Written instruction | Please copy the records below, substituting "upper-left corner" for every occurrence of "top-left corner" and leaving everything else unchanged.

Records from a data source
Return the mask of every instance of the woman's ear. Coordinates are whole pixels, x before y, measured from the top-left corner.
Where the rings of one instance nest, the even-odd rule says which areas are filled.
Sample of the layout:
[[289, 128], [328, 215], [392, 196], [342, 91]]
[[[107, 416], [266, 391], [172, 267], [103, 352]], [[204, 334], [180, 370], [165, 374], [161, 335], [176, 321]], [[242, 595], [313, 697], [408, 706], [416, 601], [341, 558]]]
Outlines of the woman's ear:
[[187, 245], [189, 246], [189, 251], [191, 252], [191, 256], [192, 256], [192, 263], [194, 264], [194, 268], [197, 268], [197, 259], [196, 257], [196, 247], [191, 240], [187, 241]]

Solution |
Return the mask of every instance of the woman's ear. Coordinates are whole pixels, x before y, measured from the upper-left corner.
Where the rings of one instance nest, the even-odd rule says which areas are filled.
Sample of the layout:
[[289, 128], [328, 215], [392, 196], [342, 91]]
[[[107, 416], [266, 391], [172, 267], [103, 352]], [[204, 334], [180, 370], [165, 374], [161, 335], [176, 321]], [[242, 595], [313, 697], [408, 706], [416, 601], [341, 558]]]
Outlines of the woman's ear:
[[187, 245], [189, 246], [189, 251], [191, 252], [191, 256], [192, 256], [192, 263], [194, 264], [194, 268], [197, 268], [197, 259], [196, 257], [196, 247], [191, 240], [187, 241]]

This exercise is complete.